Given task A: Copy word for word everything in the records, from the line containing "Call locate_point to put a point on the green foliage, one" down to the end of the records.

※

In a related domain, our Belgian Greens have had a great influence on management of park lands. Their slogan has been biodiversity. On this basis, they have promoted the cutting of what was for a couple hundred years through the 1980s Europe’s largest and most beautiful beech forest, the Forêt de Soignes. Their idea was to return this forest to its ‘native state’ before human intervention created a nearly single variety forest. And so we have nearly lost the cathedral of lofty beeches which was the glory of this city.
The forest of the past was home to chipmunks, squirrels, foxes and other small creatures. I recall very well how careful we cavaliers had to be on our weekend horse rides lest our mount shy at a chipmunk crossing our path. That challenge no longer exists. For one reason or another, the forest floor outside Brussels today is devoid of animal life. The mismanagement of our forest heritage by the Greens-influenced authorities today means that obligations of private cutters to clean up after themselves and to remove dead and fallen trees are not observed. Our forest floor is covered with dead branches and rotting tree trunks. It is only the good fortune of a wet climate that spares us devastating forest fires given the amount of kindling waiting to go up in smoke. So much for Green policies in practice.
My point in the foregoing is very simple: the Greens Party in Germany, in Belgium and I assume elsewhere in Europe is nothing more than a vehicle for incompetent, unprofessional sloganeers to seize power and to implement radical social policies of which the public has no inkling. If it were only economic hardship for the population that resulted from their policies, that would be bad enough. But by foolishly and ignorantly baiting the Russian bear and trying to inflict maximum damage on the Russian economy, which is a policy that has “Greens” written all over it, the party and its leadership are pointing Europe to what may yet become a pan-European conflagration that spins out of control.

※

Given task B: Translate this sentence from the passage on the Greens into Spanish: "Our forest floor is covered with dead branches and rotting tree trunks."

※

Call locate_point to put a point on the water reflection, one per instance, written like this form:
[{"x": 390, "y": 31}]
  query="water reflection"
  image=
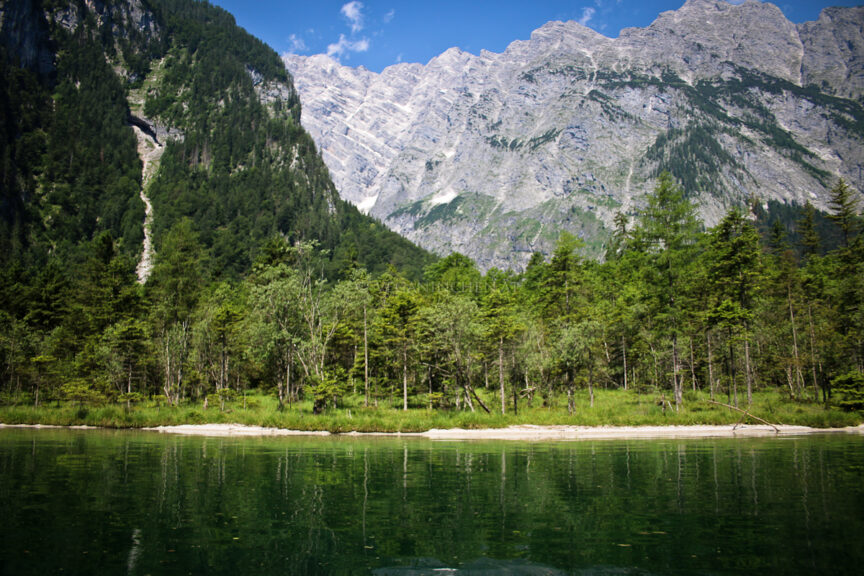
[{"x": 106, "y": 503}]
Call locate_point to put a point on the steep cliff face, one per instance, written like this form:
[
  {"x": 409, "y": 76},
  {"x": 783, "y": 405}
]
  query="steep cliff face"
[
  {"x": 104, "y": 100},
  {"x": 493, "y": 155}
]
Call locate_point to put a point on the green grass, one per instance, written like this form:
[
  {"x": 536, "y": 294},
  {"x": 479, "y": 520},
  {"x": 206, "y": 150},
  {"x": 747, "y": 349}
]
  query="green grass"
[{"x": 611, "y": 408}]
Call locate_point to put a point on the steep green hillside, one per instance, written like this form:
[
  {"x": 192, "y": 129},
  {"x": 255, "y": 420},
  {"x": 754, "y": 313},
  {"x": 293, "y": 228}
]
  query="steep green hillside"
[{"x": 236, "y": 161}]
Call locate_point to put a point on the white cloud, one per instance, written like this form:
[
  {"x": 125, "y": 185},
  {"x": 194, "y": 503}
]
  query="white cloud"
[
  {"x": 296, "y": 44},
  {"x": 353, "y": 11},
  {"x": 587, "y": 15},
  {"x": 346, "y": 46}
]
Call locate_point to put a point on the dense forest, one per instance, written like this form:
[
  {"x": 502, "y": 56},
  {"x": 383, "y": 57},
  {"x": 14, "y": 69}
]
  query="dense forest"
[
  {"x": 264, "y": 279},
  {"x": 673, "y": 308}
]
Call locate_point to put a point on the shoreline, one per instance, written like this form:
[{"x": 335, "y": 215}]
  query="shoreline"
[{"x": 520, "y": 432}]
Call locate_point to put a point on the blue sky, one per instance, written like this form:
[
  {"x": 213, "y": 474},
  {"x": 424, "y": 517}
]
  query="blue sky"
[{"x": 378, "y": 33}]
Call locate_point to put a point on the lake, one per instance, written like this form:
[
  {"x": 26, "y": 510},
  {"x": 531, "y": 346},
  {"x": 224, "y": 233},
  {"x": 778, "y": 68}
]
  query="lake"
[{"x": 120, "y": 502}]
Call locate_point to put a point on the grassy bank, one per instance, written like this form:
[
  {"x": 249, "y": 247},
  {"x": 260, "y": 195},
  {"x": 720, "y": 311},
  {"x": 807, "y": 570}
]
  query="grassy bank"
[{"x": 611, "y": 408}]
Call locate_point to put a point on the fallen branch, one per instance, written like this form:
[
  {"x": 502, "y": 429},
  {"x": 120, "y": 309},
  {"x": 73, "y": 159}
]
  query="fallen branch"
[{"x": 746, "y": 414}]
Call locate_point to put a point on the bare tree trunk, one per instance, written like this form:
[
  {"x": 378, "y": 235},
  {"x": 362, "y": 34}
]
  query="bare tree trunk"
[
  {"x": 501, "y": 375},
  {"x": 624, "y": 355},
  {"x": 405, "y": 378},
  {"x": 676, "y": 384},
  {"x": 733, "y": 384},
  {"x": 692, "y": 364},
  {"x": 799, "y": 377},
  {"x": 747, "y": 373},
  {"x": 813, "y": 353},
  {"x": 710, "y": 366},
  {"x": 365, "y": 360}
]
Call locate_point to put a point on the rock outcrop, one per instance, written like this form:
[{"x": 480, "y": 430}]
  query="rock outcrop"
[{"x": 493, "y": 155}]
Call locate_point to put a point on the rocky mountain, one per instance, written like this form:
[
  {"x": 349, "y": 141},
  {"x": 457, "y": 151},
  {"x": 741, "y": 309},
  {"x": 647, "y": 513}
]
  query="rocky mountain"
[
  {"x": 493, "y": 154},
  {"x": 130, "y": 117}
]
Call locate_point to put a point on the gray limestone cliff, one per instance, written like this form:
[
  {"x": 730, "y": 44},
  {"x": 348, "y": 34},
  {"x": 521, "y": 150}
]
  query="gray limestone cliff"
[{"x": 492, "y": 155}]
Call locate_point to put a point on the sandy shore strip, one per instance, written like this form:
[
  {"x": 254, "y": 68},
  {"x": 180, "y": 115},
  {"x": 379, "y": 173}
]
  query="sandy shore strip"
[
  {"x": 521, "y": 432},
  {"x": 525, "y": 432},
  {"x": 232, "y": 430}
]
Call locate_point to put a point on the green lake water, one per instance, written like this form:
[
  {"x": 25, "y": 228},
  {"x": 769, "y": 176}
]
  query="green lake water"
[{"x": 103, "y": 502}]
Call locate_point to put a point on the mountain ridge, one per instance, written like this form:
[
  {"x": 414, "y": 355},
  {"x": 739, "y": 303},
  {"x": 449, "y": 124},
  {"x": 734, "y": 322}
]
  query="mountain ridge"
[{"x": 491, "y": 155}]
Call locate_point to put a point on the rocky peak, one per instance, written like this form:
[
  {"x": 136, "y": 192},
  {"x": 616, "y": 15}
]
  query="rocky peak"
[{"x": 493, "y": 155}]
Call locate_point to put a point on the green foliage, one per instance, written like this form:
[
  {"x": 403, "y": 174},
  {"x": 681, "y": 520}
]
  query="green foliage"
[{"x": 849, "y": 389}]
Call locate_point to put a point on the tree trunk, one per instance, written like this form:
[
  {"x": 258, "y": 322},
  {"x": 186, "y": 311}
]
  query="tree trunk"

※

Exercise solution A:
Call locate_point to put a point on the green foliage, one per instance, written like this form:
[
  {"x": 403, "y": 174},
  {"x": 681, "y": 520}
]
  query="green foliage"
[{"x": 849, "y": 389}]
Call locate_point to put a point on the tree trunk, one per instance, written like this form:
[
  {"x": 258, "y": 322},
  {"x": 186, "y": 311}
]
  query="tree trunk"

Exercise solution B: El suelo de nuestro bosque está cubierto de ramas muertas y troncos de árboles en descomposición.